Ask Hank 11: Shame, Guilt, and Glorious Vanity

A. Miller
I complained to a friend recently about the stresses I have at the day job and he looked at me as though I was nuts. “There is a reason they call it the rat race,” he said. While I suppose he’s right, he didn’t have to look so smug while he pointed out that my problems are not mine alone.

Tisk tisk.

So I returned to my computer on my back porch in the gorgeous cool summer weather of Denver and re-lit my pipe and got back to work. Apparently I don’t have it all that hard. Whatever.

If my problems seem sad and small, I can always turn to yours to cheer me up.

Dear Hank,

I’m a terrible person. I asked my friend if I could borrow a tin of tobacco and I took it home and loved it so much I smoked right through it. Then I filled the empty tin with a tobacco of lesser quality and returned it to him as though I had only smoked a few bowls. I’m filled with shame.

Is there a solution for shame?

No way I’m replacing the tobacco, just replace this hole in my heart,

Dear Kevin,

Thanks for writing. The solution for shame was invented a long time ago and is known as guilt. Actually guilt doesn’t actually get rid of shame per se, it’s sort of…. like the foul aftertaste of bad tobacco, it’s the gift that keeps on giving. Guilt is a river that never dries out, but does occasionally flood.
******
### What you will do
**a.** In the advice column, what did the letter writer put into the friend's empty tin before returning it?
**b.** Write the next part of the advice column about tobacco and shame, picking up right after its final sentence.

### Given information
******
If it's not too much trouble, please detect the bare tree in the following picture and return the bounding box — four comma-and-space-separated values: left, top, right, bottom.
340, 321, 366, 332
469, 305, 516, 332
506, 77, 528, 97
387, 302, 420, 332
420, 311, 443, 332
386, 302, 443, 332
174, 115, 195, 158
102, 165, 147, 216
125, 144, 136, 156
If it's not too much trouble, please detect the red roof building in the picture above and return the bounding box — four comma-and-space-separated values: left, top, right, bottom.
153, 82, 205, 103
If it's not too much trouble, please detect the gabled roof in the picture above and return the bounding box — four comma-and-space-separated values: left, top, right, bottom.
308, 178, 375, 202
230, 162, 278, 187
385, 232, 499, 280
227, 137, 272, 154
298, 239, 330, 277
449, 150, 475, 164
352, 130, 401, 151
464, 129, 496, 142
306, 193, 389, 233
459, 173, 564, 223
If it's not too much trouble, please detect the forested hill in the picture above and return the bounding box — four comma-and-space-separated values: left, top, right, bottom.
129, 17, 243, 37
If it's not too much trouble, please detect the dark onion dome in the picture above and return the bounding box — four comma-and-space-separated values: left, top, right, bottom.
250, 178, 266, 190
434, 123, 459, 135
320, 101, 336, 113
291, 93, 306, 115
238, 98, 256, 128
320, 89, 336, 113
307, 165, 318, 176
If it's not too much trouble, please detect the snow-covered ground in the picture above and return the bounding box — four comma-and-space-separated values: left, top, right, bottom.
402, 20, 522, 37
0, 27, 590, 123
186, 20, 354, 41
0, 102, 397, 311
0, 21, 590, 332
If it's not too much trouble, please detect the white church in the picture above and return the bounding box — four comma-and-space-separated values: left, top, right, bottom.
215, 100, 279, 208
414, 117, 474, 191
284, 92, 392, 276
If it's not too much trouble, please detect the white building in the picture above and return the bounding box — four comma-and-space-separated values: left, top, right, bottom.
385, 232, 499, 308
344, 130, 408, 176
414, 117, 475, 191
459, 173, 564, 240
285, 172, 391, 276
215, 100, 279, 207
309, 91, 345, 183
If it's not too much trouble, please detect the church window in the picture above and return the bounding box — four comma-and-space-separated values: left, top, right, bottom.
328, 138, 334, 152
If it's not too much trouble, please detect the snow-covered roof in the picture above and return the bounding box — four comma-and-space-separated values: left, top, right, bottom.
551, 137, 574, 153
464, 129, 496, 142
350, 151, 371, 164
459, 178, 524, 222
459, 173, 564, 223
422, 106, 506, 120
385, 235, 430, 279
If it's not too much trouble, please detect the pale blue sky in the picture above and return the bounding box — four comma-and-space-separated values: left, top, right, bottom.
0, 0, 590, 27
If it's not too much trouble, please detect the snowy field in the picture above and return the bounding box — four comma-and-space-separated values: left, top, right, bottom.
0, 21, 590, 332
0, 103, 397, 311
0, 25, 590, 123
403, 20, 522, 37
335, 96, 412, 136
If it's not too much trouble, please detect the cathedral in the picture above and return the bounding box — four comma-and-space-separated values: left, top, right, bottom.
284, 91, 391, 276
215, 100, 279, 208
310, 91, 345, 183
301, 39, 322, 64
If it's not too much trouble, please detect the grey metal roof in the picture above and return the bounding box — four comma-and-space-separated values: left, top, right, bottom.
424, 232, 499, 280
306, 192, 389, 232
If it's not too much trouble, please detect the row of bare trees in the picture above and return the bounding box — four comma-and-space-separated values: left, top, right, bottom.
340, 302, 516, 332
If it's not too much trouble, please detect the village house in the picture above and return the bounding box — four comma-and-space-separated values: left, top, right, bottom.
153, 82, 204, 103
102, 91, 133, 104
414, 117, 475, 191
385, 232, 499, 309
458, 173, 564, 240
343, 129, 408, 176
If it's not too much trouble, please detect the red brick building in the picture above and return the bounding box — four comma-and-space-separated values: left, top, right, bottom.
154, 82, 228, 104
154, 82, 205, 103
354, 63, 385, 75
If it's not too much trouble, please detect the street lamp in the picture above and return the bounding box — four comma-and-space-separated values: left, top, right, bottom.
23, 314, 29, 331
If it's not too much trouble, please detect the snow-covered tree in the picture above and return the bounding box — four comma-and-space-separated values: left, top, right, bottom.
******
### Responses to the tasks
**a.** A tobacco of lesser quality.

**b.**
If you feel terrible now, wait till the floodgates open.

My suggestion is to wallow in guilt until you feel your shame has been covered with sufficient penzance… er… penance, yeah, I meant penance. Then return to your normal life. If that doesn’t do it you could attempt to transfer your shame on to someone else. This is a surprisingly effective method (you’ll note it’s favored heavily by those ridden with shame). For this, just find someone you don’t like and make them feel terrible about a life-choice they’ve made. You’ll find this helps you forget the shame you’re carrying for a few minutes at least. Usually it’s best to focus this on something petty, such as, how on earth they ever chose *that* pair of pants. Or why are they still single?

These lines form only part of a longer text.